(Extracts from box-labeled datasets)

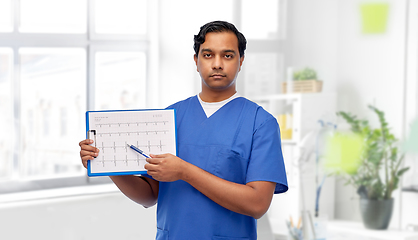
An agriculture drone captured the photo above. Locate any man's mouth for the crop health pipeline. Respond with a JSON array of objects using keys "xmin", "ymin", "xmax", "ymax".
[{"xmin": 210, "ymin": 74, "xmax": 225, "ymax": 78}]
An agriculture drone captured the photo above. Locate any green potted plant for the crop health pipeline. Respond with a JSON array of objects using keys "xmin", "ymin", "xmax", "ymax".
[
  {"xmin": 282, "ymin": 67, "xmax": 322, "ymax": 93},
  {"xmin": 337, "ymin": 105, "xmax": 409, "ymax": 229}
]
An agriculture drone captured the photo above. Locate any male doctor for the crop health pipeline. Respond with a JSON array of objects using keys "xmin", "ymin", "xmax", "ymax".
[{"xmin": 79, "ymin": 21, "xmax": 288, "ymax": 240}]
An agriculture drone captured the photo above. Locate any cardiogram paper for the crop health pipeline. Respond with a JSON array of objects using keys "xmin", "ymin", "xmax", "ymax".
[{"xmin": 86, "ymin": 109, "xmax": 176, "ymax": 176}]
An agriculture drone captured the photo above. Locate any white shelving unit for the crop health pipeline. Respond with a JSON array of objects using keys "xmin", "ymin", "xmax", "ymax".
[{"xmin": 251, "ymin": 93, "xmax": 336, "ymax": 236}]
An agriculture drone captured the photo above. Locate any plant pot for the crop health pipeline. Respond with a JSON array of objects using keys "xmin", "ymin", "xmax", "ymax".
[{"xmin": 360, "ymin": 198, "xmax": 394, "ymax": 229}]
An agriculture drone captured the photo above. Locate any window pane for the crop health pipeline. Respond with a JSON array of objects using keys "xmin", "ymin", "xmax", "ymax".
[
  {"xmin": 241, "ymin": 0, "xmax": 281, "ymax": 39},
  {"xmin": 94, "ymin": 0, "xmax": 147, "ymax": 35},
  {"xmin": 0, "ymin": 48, "xmax": 14, "ymax": 179},
  {"xmin": 19, "ymin": 48, "xmax": 86, "ymax": 177},
  {"xmin": 19, "ymin": 0, "xmax": 87, "ymax": 33},
  {"xmin": 95, "ymin": 52, "xmax": 146, "ymax": 110},
  {"xmin": 0, "ymin": 0, "xmax": 13, "ymax": 32}
]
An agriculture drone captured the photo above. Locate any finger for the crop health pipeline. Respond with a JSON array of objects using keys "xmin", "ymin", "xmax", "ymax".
[
  {"xmin": 145, "ymin": 158, "xmax": 161, "ymax": 164},
  {"xmin": 81, "ymin": 145, "xmax": 99, "ymax": 153},
  {"xmin": 150, "ymin": 153, "xmax": 169, "ymax": 158},
  {"xmin": 80, "ymin": 150, "xmax": 99, "ymax": 158},
  {"xmin": 78, "ymin": 139, "xmax": 94, "ymax": 147}
]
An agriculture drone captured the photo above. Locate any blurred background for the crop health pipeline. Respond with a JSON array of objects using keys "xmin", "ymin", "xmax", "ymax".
[{"xmin": 0, "ymin": 0, "xmax": 418, "ymax": 239}]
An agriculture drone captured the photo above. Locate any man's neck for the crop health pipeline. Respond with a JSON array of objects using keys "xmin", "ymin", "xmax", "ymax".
[{"xmin": 199, "ymin": 89, "xmax": 237, "ymax": 102}]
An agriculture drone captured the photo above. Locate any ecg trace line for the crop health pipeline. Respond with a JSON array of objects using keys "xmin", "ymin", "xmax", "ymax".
[
  {"xmin": 95, "ymin": 121, "xmax": 169, "ymax": 127},
  {"xmin": 97, "ymin": 130, "xmax": 169, "ymax": 137}
]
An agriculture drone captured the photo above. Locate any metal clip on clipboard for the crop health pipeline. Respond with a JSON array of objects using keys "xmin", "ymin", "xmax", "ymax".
[{"xmin": 87, "ymin": 130, "xmax": 96, "ymax": 158}]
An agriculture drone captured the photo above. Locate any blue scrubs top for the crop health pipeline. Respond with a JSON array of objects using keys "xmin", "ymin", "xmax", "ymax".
[{"xmin": 156, "ymin": 96, "xmax": 288, "ymax": 240}]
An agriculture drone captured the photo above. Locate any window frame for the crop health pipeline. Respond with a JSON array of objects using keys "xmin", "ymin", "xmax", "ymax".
[{"xmin": 0, "ymin": 0, "xmax": 153, "ymax": 194}]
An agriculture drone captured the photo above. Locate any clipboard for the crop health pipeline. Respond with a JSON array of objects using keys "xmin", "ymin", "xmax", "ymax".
[{"xmin": 86, "ymin": 109, "xmax": 177, "ymax": 177}]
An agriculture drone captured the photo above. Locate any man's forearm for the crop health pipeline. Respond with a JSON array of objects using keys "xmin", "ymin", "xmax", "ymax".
[
  {"xmin": 110, "ymin": 175, "xmax": 158, "ymax": 207},
  {"xmin": 181, "ymin": 163, "xmax": 276, "ymax": 219}
]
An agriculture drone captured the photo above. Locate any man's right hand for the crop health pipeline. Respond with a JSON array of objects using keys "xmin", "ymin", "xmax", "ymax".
[{"xmin": 78, "ymin": 139, "xmax": 99, "ymax": 168}]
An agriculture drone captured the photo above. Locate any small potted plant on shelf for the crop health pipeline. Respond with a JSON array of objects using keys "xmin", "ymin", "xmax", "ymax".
[
  {"xmin": 282, "ymin": 67, "xmax": 322, "ymax": 93},
  {"xmin": 337, "ymin": 106, "xmax": 409, "ymax": 229}
]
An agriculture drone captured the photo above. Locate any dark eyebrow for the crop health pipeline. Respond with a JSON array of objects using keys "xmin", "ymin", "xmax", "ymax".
[
  {"xmin": 223, "ymin": 50, "xmax": 236, "ymax": 55},
  {"xmin": 200, "ymin": 48, "xmax": 212, "ymax": 52},
  {"xmin": 200, "ymin": 48, "xmax": 236, "ymax": 54}
]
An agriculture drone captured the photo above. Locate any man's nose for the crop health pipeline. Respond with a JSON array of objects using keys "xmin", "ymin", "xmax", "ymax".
[{"xmin": 212, "ymin": 56, "xmax": 223, "ymax": 69}]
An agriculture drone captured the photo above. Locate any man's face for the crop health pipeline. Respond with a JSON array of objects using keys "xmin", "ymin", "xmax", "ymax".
[{"xmin": 194, "ymin": 32, "xmax": 244, "ymax": 92}]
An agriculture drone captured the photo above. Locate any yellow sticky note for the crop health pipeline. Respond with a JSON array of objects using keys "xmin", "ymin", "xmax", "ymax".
[
  {"xmin": 360, "ymin": 3, "xmax": 389, "ymax": 34},
  {"xmin": 324, "ymin": 132, "xmax": 363, "ymax": 174}
]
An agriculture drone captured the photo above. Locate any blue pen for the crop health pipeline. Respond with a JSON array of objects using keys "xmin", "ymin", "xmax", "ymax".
[{"xmin": 126, "ymin": 144, "xmax": 151, "ymax": 158}]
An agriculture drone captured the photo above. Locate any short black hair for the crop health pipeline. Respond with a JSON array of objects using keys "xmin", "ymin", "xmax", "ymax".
[{"xmin": 193, "ymin": 21, "xmax": 247, "ymax": 57}]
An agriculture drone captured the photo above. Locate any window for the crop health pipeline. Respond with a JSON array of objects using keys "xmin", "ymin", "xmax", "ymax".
[
  {"xmin": 0, "ymin": 0, "xmax": 285, "ymax": 193},
  {"xmin": 19, "ymin": 48, "xmax": 86, "ymax": 178},
  {"xmin": 0, "ymin": 0, "xmax": 150, "ymax": 193},
  {"xmin": 95, "ymin": 52, "xmax": 146, "ymax": 110},
  {"xmin": 0, "ymin": 0, "xmax": 13, "ymax": 32},
  {"xmin": 0, "ymin": 48, "xmax": 14, "ymax": 181}
]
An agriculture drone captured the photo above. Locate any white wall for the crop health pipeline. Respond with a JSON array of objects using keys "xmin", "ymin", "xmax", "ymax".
[
  {"xmin": 0, "ymin": 192, "xmax": 156, "ymax": 240},
  {"xmin": 289, "ymin": 0, "xmax": 418, "ymax": 228}
]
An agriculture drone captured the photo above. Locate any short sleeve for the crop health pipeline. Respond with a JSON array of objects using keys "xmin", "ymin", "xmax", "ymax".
[{"xmin": 246, "ymin": 116, "xmax": 288, "ymax": 194}]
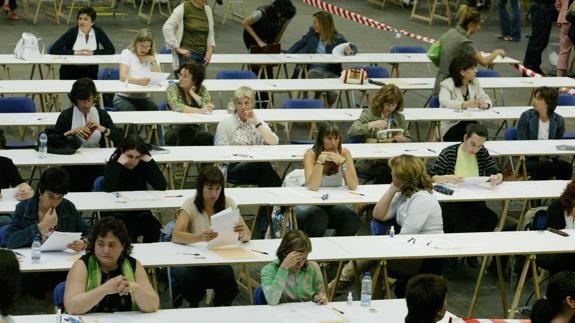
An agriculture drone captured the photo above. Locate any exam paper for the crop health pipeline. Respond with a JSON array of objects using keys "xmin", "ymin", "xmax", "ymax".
[
  {"xmin": 40, "ymin": 231, "xmax": 82, "ymax": 251},
  {"xmin": 208, "ymin": 207, "xmax": 240, "ymax": 249}
]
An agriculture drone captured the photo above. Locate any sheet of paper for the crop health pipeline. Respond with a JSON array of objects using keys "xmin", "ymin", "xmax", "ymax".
[
  {"xmin": 208, "ymin": 207, "xmax": 240, "ymax": 249},
  {"xmin": 40, "ymin": 231, "xmax": 82, "ymax": 251},
  {"xmin": 1, "ymin": 188, "xmax": 18, "ymax": 201}
]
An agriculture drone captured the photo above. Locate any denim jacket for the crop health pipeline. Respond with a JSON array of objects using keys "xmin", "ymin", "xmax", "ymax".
[{"xmin": 6, "ymin": 196, "xmax": 91, "ymax": 249}]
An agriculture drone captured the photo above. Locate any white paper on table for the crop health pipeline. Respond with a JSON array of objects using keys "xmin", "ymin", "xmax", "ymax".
[
  {"xmin": 148, "ymin": 72, "xmax": 170, "ymax": 85},
  {"xmin": 40, "ymin": 231, "xmax": 82, "ymax": 251},
  {"xmin": 208, "ymin": 207, "xmax": 240, "ymax": 249},
  {"xmin": 1, "ymin": 188, "xmax": 18, "ymax": 201}
]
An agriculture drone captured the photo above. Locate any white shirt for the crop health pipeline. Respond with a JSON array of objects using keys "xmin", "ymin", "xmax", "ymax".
[
  {"xmin": 537, "ymin": 119, "xmax": 549, "ymax": 140},
  {"xmin": 72, "ymin": 28, "xmax": 98, "ymax": 52}
]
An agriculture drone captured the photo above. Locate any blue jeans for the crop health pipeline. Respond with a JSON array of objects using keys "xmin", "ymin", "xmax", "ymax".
[
  {"xmin": 523, "ymin": 2, "xmax": 557, "ymax": 74},
  {"xmin": 497, "ymin": 0, "xmax": 521, "ymax": 41}
]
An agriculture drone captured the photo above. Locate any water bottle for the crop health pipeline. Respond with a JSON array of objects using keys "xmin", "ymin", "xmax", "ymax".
[
  {"xmin": 38, "ymin": 132, "xmax": 48, "ymax": 158},
  {"xmin": 32, "ymin": 236, "xmax": 42, "ymax": 264},
  {"xmin": 361, "ymin": 271, "xmax": 371, "ymax": 307}
]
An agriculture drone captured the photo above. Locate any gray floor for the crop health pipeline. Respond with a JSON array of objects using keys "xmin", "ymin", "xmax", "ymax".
[{"xmin": 0, "ymin": 0, "xmax": 572, "ymax": 318}]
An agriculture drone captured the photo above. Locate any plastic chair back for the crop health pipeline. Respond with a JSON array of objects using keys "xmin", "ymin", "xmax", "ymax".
[{"xmin": 254, "ymin": 286, "xmax": 268, "ymax": 305}]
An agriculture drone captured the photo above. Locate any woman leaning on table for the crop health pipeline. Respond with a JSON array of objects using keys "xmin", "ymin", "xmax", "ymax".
[
  {"xmin": 64, "ymin": 218, "xmax": 160, "ymax": 315},
  {"xmin": 54, "ymin": 77, "xmax": 123, "ymax": 192},
  {"xmin": 114, "ymin": 28, "xmax": 162, "ymax": 111},
  {"xmin": 49, "ymin": 7, "xmax": 116, "ymax": 80},
  {"xmin": 347, "ymin": 84, "xmax": 411, "ymax": 184},
  {"xmin": 296, "ymin": 122, "xmax": 360, "ymax": 237},
  {"xmin": 517, "ymin": 86, "xmax": 573, "ymax": 180},
  {"xmin": 162, "ymin": 0, "xmax": 216, "ymax": 67},
  {"xmin": 172, "ymin": 166, "xmax": 251, "ymax": 307},
  {"xmin": 261, "ymin": 230, "xmax": 328, "ymax": 305},
  {"xmin": 166, "ymin": 61, "xmax": 214, "ymax": 146},
  {"xmin": 439, "ymin": 54, "xmax": 491, "ymax": 141}
]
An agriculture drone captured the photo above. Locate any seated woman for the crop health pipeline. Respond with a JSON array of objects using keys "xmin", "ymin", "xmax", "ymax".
[
  {"xmin": 517, "ymin": 86, "xmax": 573, "ymax": 180},
  {"xmin": 0, "ymin": 249, "xmax": 20, "ymax": 323},
  {"xmin": 261, "ymin": 230, "xmax": 328, "ymax": 305},
  {"xmin": 330, "ymin": 155, "xmax": 443, "ymax": 297},
  {"xmin": 49, "ymin": 7, "xmax": 116, "ymax": 80},
  {"xmin": 439, "ymin": 55, "xmax": 491, "ymax": 141},
  {"xmin": 287, "ymin": 11, "xmax": 353, "ymax": 106},
  {"xmin": 54, "ymin": 77, "xmax": 124, "ymax": 192},
  {"xmin": 166, "ymin": 61, "xmax": 214, "ymax": 146},
  {"xmin": 114, "ymin": 28, "xmax": 162, "ymax": 111},
  {"xmin": 64, "ymin": 218, "xmax": 160, "ymax": 315},
  {"xmin": 529, "ymin": 271, "xmax": 575, "ymax": 323},
  {"xmin": 347, "ymin": 84, "xmax": 411, "ymax": 184},
  {"xmin": 172, "ymin": 166, "xmax": 251, "ymax": 307},
  {"xmin": 405, "ymin": 274, "xmax": 447, "ymax": 323},
  {"xmin": 104, "ymin": 136, "xmax": 167, "ymax": 243},
  {"xmin": 214, "ymin": 86, "xmax": 281, "ymax": 187},
  {"xmin": 296, "ymin": 122, "xmax": 360, "ymax": 237},
  {"xmin": 0, "ymin": 129, "xmax": 34, "ymax": 227}
]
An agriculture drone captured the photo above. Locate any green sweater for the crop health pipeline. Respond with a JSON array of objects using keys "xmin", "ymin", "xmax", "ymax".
[
  {"xmin": 347, "ymin": 109, "xmax": 411, "ymax": 141},
  {"xmin": 261, "ymin": 259, "xmax": 325, "ymax": 305}
]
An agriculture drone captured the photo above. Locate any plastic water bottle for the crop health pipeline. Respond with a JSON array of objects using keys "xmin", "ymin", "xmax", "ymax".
[
  {"xmin": 361, "ymin": 271, "xmax": 371, "ymax": 307},
  {"xmin": 38, "ymin": 132, "xmax": 48, "ymax": 158},
  {"xmin": 32, "ymin": 236, "xmax": 42, "ymax": 264}
]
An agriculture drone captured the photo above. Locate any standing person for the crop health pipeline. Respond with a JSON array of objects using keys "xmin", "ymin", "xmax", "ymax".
[
  {"xmin": 497, "ymin": 0, "xmax": 521, "ymax": 42},
  {"xmin": 517, "ymin": 86, "xmax": 573, "ymax": 180},
  {"xmin": 433, "ymin": 5, "xmax": 505, "ymax": 95},
  {"xmin": 529, "ymin": 271, "xmax": 575, "ymax": 323},
  {"xmin": 172, "ymin": 166, "xmax": 251, "ymax": 307},
  {"xmin": 261, "ymin": 230, "xmax": 328, "ymax": 305},
  {"xmin": 347, "ymin": 84, "xmax": 411, "ymax": 184},
  {"xmin": 49, "ymin": 7, "xmax": 116, "ymax": 80},
  {"xmin": 439, "ymin": 55, "xmax": 491, "ymax": 141},
  {"xmin": 166, "ymin": 61, "xmax": 214, "ymax": 146},
  {"xmin": 0, "ymin": 249, "xmax": 20, "ymax": 323},
  {"xmin": 523, "ymin": 0, "xmax": 563, "ymax": 75},
  {"xmin": 114, "ymin": 28, "xmax": 162, "ymax": 111},
  {"xmin": 64, "ymin": 218, "xmax": 160, "ymax": 315},
  {"xmin": 214, "ymin": 86, "xmax": 281, "ymax": 187},
  {"xmin": 162, "ymin": 0, "xmax": 216, "ymax": 68},
  {"xmin": 296, "ymin": 122, "xmax": 360, "ymax": 237},
  {"xmin": 54, "ymin": 77, "xmax": 124, "ymax": 192},
  {"xmin": 429, "ymin": 123, "xmax": 503, "ymax": 233},
  {"xmin": 104, "ymin": 136, "xmax": 167, "ymax": 243}
]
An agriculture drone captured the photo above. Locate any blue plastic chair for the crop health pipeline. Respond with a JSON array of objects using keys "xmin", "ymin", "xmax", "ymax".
[
  {"xmin": 0, "ymin": 96, "xmax": 36, "ymax": 149},
  {"xmin": 54, "ymin": 281, "xmax": 66, "ymax": 308},
  {"xmin": 254, "ymin": 286, "xmax": 268, "ymax": 305}
]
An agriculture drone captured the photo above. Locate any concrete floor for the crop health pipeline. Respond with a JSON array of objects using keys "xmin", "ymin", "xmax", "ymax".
[{"xmin": 0, "ymin": 0, "xmax": 572, "ymax": 318}]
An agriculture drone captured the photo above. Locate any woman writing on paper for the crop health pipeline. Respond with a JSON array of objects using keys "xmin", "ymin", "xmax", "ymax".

| Instruction |
Select every line of the rows above that contains the string "short", and copy those lines.

| Reply to the task |
An agriculture drone captured the photo above. Locate any short black hair for the crop health pipeline. Respond with a JSON array of objects using keys "xmin", "ymin", "xmax", "ymax".
An agriculture drone captured the photo above. Locate any short sleeve for the crop health pipeline. Respond with a JSON array of objects using keys "xmin", "ymin", "xmax", "ymax".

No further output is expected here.